§ **STATED PROBLEM 1**
Answer these questions from the passage on Voodoo:
(a) In what year did Saumya Arya Haas's Huffington Post piece appear?
(b) Where may "voodoo dolls" have originated?
(c) What are these spiritual paths said to be testimonies to?
§ **STATED PROBLEM 2**
Transcribe the passage on Voodoo word for word, from "Traditions and Beliefs" up to and including "face of oppression.".

Why Did Voodoo Get a Bad Rap?
Although forced Christianization contributed to the creation of Voodoo, racism soon led to fear and ridicule of its new spiritual paths. Saumya Arya Haas revealed in a 2011 Huffington Post piece that many leaders in the Haitian Revolution were Voodoo practitioners. As European colonialists lost their foothold on the island in the late 1700s, slave owners throughout the Caribbean and the United States feared that the same could happen to them.
Such worries gave rise to a variety of responses such as legal repression, negative stereotypes and religiously fueled fury against “witchcraft.” True to the human tendency to become fascinated with the forbidden, common misconceptions about Voodoo eventually made their way into popular culture. These included some superstitions that are not even part of these spiritual practices. For instance, zombies come from rural Haitian folk tales of walking dead enslaved by evil sorcerers while “voodoo dolls” may have originated in the British Isles.
Traditions and Beliefs Kept Alive
Despite the mass Christianization of African slaves in the Americas, many found ways to preserve remnants of ancestral beliefs and practices. The multifarious forms that Voodoo has assumed in the United States, the Caribbean and other areas provide spiritual nourishment and hold deeper cultural meanings for their devotees. Additionally, these spiritual paths are testimonies to human resiliency, resistance and survival in the face of oppression.

§ **RECORDS PROVIDED**
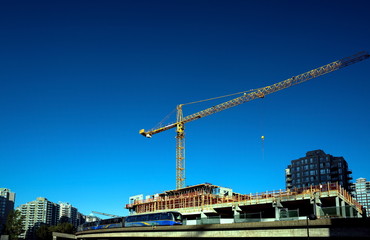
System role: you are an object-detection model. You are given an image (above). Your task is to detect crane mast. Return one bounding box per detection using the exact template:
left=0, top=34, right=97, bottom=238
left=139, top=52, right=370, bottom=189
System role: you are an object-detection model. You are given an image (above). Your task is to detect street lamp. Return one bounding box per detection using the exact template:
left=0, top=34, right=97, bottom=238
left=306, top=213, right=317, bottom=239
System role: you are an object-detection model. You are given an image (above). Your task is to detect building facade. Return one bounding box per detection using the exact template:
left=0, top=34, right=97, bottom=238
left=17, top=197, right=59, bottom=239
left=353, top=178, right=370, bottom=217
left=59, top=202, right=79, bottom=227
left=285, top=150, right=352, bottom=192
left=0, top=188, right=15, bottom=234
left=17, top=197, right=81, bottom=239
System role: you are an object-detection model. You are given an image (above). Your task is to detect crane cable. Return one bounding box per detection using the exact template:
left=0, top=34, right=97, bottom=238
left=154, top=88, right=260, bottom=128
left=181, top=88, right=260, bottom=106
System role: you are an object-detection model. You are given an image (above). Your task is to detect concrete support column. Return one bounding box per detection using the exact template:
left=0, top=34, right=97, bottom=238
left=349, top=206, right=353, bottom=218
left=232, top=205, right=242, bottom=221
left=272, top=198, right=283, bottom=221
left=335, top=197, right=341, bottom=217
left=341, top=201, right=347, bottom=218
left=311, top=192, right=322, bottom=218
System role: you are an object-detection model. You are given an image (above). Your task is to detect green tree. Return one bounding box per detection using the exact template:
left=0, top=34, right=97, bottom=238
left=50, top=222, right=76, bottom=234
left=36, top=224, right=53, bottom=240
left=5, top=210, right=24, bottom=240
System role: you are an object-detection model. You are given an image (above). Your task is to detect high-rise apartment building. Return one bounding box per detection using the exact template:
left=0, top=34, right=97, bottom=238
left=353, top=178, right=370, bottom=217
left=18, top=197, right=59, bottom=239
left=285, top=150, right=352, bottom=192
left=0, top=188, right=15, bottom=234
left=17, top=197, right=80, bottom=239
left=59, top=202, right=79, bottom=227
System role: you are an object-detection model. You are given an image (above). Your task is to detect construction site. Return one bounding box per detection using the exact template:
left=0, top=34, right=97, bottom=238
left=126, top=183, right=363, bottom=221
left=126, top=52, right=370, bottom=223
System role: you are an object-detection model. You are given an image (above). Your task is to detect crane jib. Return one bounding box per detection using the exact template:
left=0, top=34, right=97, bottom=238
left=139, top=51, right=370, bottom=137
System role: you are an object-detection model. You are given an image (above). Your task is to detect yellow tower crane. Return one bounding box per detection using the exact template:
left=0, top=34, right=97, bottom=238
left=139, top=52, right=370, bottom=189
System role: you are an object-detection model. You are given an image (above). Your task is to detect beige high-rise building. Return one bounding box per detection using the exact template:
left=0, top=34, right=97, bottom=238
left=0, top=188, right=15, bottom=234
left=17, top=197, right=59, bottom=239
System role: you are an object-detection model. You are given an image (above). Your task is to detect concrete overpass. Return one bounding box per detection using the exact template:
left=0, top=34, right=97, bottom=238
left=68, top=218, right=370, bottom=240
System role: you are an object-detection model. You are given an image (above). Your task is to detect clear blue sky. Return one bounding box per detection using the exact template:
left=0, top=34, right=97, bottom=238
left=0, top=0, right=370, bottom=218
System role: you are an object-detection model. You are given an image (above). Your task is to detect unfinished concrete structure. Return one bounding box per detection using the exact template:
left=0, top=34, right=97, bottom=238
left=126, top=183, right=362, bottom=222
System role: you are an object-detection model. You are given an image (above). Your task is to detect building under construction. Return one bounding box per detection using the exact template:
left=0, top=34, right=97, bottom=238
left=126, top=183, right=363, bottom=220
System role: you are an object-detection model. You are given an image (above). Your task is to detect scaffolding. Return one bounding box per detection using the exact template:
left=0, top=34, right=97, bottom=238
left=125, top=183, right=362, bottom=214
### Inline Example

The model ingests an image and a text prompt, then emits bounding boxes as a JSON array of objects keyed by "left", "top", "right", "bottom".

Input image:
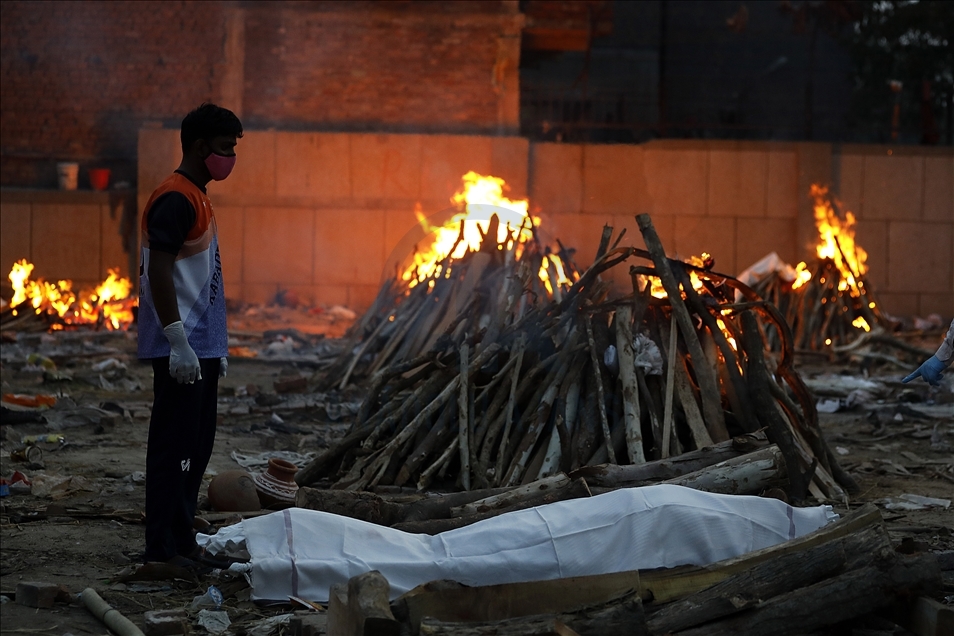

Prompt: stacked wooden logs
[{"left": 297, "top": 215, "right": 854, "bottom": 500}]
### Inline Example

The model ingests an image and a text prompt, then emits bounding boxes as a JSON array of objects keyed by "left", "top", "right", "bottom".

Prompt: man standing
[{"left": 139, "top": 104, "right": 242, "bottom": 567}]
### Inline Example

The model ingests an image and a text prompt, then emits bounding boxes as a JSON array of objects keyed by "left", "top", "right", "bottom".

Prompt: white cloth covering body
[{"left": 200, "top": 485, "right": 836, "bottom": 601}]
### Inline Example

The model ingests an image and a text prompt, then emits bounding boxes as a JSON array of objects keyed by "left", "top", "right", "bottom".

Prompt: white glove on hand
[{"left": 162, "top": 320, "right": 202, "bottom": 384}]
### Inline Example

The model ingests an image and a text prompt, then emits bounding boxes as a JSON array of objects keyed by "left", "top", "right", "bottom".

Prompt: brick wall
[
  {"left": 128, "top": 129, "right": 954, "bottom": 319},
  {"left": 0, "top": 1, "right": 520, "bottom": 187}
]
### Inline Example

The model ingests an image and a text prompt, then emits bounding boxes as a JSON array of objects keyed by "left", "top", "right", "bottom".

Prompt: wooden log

§ **ANSWER 1**
(a) 2011
(b) The British Isles
(c) Human resiliency, resistance and survival in the face of oppression

§ **ANSWER 2**
Traditions and Beliefs Kept Alive
Despite the mass Christianization of African slaves in the Americas, many found ways to preserve remnants of ancestral beliefs and practices. The multifarious forms that Voodoo has assumed in the United States, the Caribbean and other areas provide spiritual nourishment and hold deeper cultural meanings for their devotees. Additionally, these spiritual paths are testimonies to human resiliency, resistance and survival in the face of oppression.